Location labeling records:
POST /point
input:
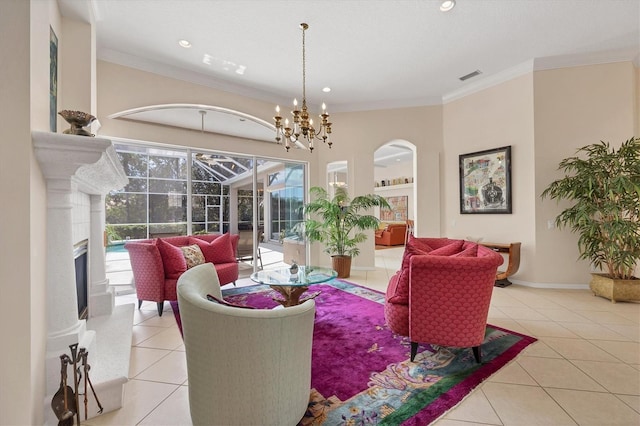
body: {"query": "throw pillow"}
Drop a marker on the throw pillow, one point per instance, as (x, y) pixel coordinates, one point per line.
(450, 249)
(217, 251)
(470, 251)
(172, 259)
(212, 298)
(401, 293)
(192, 255)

Problem requirements:
Give back the whole listing as it stands, minus its pictures.

Final result:
POST /point
input:
body: {"query": "throw pillow"}
Drop a marker on the throw pillow, one point per instance, as (x, y) pixel coordinates, one point per line.
(450, 249)
(217, 251)
(470, 251)
(172, 259)
(212, 298)
(401, 293)
(192, 255)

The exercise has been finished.